SHORT TASK:
From the rows below, pick out every line that contains the word "like" and copy each one in full.

DATA TO USE:
⟨

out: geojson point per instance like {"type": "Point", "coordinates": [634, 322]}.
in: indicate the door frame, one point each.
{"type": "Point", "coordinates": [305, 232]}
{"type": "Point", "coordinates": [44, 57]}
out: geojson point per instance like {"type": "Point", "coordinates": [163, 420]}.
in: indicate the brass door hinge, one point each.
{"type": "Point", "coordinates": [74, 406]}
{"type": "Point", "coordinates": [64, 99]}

⟩
⟨

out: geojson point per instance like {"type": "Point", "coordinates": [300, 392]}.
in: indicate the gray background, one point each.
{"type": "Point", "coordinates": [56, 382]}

⟩

ANSWER FOR THE TASK:
out: geojson point per instance like {"type": "Point", "coordinates": [634, 322]}.
out: geojson point per instance like {"type": "Point", "coordinates": [163, 420]}.
out: geojson point per instance like {"type": "Point", "coordinates": [300, 392]}.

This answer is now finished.